STORED DATA:
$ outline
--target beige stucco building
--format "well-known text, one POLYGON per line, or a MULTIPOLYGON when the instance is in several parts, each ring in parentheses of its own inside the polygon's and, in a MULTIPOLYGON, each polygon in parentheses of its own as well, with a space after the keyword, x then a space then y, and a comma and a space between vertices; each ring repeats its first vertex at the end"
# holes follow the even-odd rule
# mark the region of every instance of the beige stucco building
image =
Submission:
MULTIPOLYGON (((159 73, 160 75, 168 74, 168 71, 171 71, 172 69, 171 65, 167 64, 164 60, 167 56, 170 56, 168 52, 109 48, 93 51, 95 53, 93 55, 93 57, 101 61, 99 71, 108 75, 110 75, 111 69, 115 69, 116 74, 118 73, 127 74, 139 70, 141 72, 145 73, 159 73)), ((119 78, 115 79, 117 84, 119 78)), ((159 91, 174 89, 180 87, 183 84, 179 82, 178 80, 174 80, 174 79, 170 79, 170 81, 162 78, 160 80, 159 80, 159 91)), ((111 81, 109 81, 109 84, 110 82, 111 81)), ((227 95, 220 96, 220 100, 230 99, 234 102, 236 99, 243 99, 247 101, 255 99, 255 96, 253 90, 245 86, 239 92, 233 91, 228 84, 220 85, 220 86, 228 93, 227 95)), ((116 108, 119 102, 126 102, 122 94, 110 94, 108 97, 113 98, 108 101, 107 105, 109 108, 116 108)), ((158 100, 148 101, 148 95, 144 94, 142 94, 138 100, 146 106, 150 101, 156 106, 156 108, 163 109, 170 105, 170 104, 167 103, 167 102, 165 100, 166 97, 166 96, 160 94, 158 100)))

INSTRUCTIONS FOR THE TASK:
Could you reproduce the listing from its first line through the line containing "# holes follow the even-odd rule", swapping "beige" for "tan" and keeping everything else unchanged?

WORKED ANSWER:
$ outline
--target tan stucco building
--format "well-known text, one POLYGON per line, or a MULTIPOLYGON when the instance is in several parts, each ring in parentheses of its own inside the polygon's and, in a MULTIPOLYGON, each polygon in parentheses of its own as well, with a space after the keyword, x then a space then y, and a comma and a space between vertices; each ring repeats its first vertex at the end"
# holes follow the even-odd rule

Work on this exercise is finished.